The problem> Could you swap "visual detection system" for "computer vision tool" everywhere it appears in the data below and return the data with everything else unchanged?
———
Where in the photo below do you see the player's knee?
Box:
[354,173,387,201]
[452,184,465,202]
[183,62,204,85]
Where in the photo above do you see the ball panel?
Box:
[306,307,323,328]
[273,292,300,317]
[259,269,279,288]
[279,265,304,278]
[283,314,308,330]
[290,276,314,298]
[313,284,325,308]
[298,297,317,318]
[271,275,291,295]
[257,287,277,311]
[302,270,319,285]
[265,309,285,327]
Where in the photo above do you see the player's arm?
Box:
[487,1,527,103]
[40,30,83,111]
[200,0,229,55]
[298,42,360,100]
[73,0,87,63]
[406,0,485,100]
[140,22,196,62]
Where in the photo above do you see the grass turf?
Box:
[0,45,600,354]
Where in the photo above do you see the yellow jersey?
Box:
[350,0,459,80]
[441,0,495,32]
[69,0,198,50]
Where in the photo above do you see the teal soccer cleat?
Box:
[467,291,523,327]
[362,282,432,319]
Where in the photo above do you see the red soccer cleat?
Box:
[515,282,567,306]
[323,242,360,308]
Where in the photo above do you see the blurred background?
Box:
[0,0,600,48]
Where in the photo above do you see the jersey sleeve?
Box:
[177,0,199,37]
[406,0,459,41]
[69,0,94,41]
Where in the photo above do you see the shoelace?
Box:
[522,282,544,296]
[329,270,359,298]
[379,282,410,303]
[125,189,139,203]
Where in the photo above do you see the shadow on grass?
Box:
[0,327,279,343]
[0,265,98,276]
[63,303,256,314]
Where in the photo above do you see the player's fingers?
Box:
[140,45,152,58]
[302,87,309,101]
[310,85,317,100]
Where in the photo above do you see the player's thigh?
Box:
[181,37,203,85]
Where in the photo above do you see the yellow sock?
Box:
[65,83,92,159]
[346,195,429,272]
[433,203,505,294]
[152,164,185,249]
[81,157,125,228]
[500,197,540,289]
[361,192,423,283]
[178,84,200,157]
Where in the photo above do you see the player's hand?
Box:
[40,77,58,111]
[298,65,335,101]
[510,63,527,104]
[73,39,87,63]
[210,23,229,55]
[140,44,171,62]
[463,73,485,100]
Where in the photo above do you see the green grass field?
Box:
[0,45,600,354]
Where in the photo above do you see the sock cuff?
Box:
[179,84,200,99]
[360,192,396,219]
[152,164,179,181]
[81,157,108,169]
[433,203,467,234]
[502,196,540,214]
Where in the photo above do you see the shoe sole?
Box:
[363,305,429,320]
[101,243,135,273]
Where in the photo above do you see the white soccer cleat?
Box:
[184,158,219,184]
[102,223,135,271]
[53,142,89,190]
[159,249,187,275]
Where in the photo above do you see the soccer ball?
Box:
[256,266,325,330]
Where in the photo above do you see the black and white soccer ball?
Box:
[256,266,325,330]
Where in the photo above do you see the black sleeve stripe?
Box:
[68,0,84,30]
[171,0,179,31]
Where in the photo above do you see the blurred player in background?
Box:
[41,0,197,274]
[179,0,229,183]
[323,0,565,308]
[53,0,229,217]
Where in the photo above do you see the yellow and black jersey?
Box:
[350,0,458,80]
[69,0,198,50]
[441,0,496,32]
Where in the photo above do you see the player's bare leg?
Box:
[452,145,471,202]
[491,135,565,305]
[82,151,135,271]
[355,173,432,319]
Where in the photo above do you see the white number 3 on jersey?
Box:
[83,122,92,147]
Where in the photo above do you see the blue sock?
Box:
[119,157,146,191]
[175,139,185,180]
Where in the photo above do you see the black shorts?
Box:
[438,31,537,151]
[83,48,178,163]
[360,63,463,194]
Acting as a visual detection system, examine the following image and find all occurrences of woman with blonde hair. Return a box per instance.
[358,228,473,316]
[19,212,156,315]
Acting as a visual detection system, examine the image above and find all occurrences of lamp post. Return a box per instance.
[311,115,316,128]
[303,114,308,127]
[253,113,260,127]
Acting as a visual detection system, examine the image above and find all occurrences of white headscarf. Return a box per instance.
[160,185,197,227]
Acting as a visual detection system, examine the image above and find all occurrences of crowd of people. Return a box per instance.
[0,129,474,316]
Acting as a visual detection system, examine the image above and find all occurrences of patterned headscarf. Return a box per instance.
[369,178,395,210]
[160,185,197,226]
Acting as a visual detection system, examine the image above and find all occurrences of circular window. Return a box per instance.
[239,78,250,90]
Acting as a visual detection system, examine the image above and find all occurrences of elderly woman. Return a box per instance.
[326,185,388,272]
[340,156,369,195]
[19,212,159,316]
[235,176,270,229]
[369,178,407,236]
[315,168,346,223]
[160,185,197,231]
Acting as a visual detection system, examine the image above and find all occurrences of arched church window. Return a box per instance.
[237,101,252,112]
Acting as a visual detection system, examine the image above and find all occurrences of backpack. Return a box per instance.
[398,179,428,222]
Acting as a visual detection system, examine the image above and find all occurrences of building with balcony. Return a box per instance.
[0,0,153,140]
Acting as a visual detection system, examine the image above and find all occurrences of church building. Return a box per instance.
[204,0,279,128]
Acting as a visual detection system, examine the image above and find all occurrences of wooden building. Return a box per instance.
———
Task solution>
Where in the photo below do you see the player's knee?
Box:
[354,173,387,201]
[452,184,465,202]
[183,62,204,85]
Where in the photo above do you see the ball panel?
Box:
[306,307,323,328]
[273,292,300,317]
[259,269,279,288]
[279,265,304,278]
[283,314,308,330]
[290,276,314,298]
[313,284,325,308]
[298,297,317,318]
[271,275,291,295]
[257,287,277,311]
[302,270,319,285]
[265,309,285,327]
Where in the photo above do you see the player's arm?
Box:
[487,1,527,103]
[40,30,83,111]
[200,0,229,55]
[298,42,360,100]
[73,0,87,63]
[406,0,485,100]
[140,22,196,62]
Where in the photo above do you see the grass turf?
Box:
[0,45,600,354]
Where in the photo above do you see the yellow jersey?
Box:
[350,0,459,80]
[441,0,495,32]
[69,0,198,50]
Where in the photo above do you see the teal soccer cleat?
Box:
[467,291,523,327]
[362,282,432,319]
Where in the photo above do you see the red soccer cleat?
Box:
[515,282,567,306]
[323,242,360,308]
Where in the photo above do you see the blurred background?
Box:
[0,0,600,48]
Where in the photo above do you see the jersey sleeve?
Box:
[177,0,199,37]
[406,0,459,41]
[69,0,94,41]
Where in the photo above do you see the shoelace?
Box:
[522,282,544,296]
[329,270,359,298]
[379,282,410,303]
[125,189,139,203]
Where in the photo above do you see the shadow on grass?
Box:
[0,327,279,343]
[0,265,98,276]
[63,303,256,314]
Where in the photo above do you see the player's fingers?
Box:
[140,45,152,58]
[302,87,309,101]
[310,85,317,100]
Where in the photo above do you see the player's thigh?
Box:
[181,37,203,85]
Where in the photo above do you see the yellow sock?
Box:
[65,83,92,159]
[346,195,429,272]
[433,203,505,294]
[152,164,185,249]
[81,157,125,228]
[500,197,540,289]
[361,192,423,283]
[178,84,200,157]
Where in the photo above do you see the player's hand?
Box:
[40,77,58,111]
[298,65,335,101]
[510,63,527,104]
[73,39,87,63]
[210,23,229,55]
[140,44,171,62]
[463,73,485,100]
Where in the photo above do you see the green grass field?
Box:
[0,45,600,354]
Where in the photo above do you see the sock cuff?
Box:
[179,84,200,99]
[360,192,396,219]
[152,164,179,181]
[81,157,108,169]
[433,203,467,234]
[502,196,540,214]
Where in the photo above do you see the shoe sole?
Box:
[363,305,429,320]
[101,243,135,273]
Where in the photo above do you see the white soccer cleat?
Box:
[184,158,219,184]
[102,223,135,271]
[53,142,89,190]
[159,249,187,275]
Where in the photo above do you see the soccer ball?
Box:
[256,266,325,330]
Where in the photo above do you see the black and white soccer ball?
Box:
[256,266,325,330]
Where in the photo above do you see the black sleeve stripe?
Box:
[68,0,84,30]
[171,0,179,31]
Where in the photo above do you see the blurred player in background?
Box:
[41,0,197,274]
[179,0,229,183]
[323,0,565,308]
[53,0,229,217]
Where in the photo above do you see the yellow and black jersey?
Box:
[350,0,458,80]
[69,0,198,50]
[441,0,496,32]
Where in the photo above do you see the player's bare leg?
Box:
[452,145,471,202]
[491,135,565,305]
[82,151,135,271]
[355,173,432,319]
Where in the photo above do you see the white number 3 on jersey?
Box:
[83,122,92,147]
Where in the photo above do you see the blue sock?
Box:
[119,157,146,191]
[175,139,185,180]
Where in the photo above do you see the black shorts?
Box:
[438,31,537,151]
[83,48,178,163]
[360,63,463,194]
Acting as a computer vision tool, examine the following image and find all occurrences of woman with blonde hair. Return a box per instance.
[358,228,473,316]
[19,212,156,315]
Acting as a computer vision tool, examine the image above and find all occurrences of lamp post. Return a box per instance.
[311,115,316,128]
[303,114,308,127]
[253,113,260,127]
Acting as a computer vision tool, examine the image above and find all occurrences of white headscarf. Return a box per instance.
[160,185,197,227]
Acting as a computer vision tool, examine the image above and find all occurrences of crowd of people. Return a box per instance.
[0,129,474,316]
Acting as a computer vision tool, examine the image above and find all occurrences of patterned headscarf. Return a box per instance.
[369,178,395,210]
[160,185,197,226]
Acting as a computer vision tool, examine the image above and find all occurrences of circular window. Return a box per instance.
[239,78,250,90]
Acting as a computer vision tool, examine the image above and find all occurrences of elderly woman. Return a box per instance.
[326,185,388,272]
[340,156,369,195]
[19,212,159,316]
[235,176,270,229]
[369,178,407,236]
[315,168,346,223]
[160,185,197,231]
Acting as a computer vision tool, examine the image above and find all occurrences of arched church window. Return a box per instance.
[237,101,252,112]
Acting as a computer vision tool, examine the image above and find all occurrences of backpack. Return a box per instance.
[398,179,428,222]
Acting as a computer vision tool, examine the image above and find all occurrences of building with balcony. Return a box per instance.
[0,0,153,140]
Acting as a computer vision tool, examine the image above and find all occurrences of church building. Return a box per instance.
[204,0,279,128]
Acting as a computer vision tool, examine the image above and find all occurrences of wooden building. Return a box per instance.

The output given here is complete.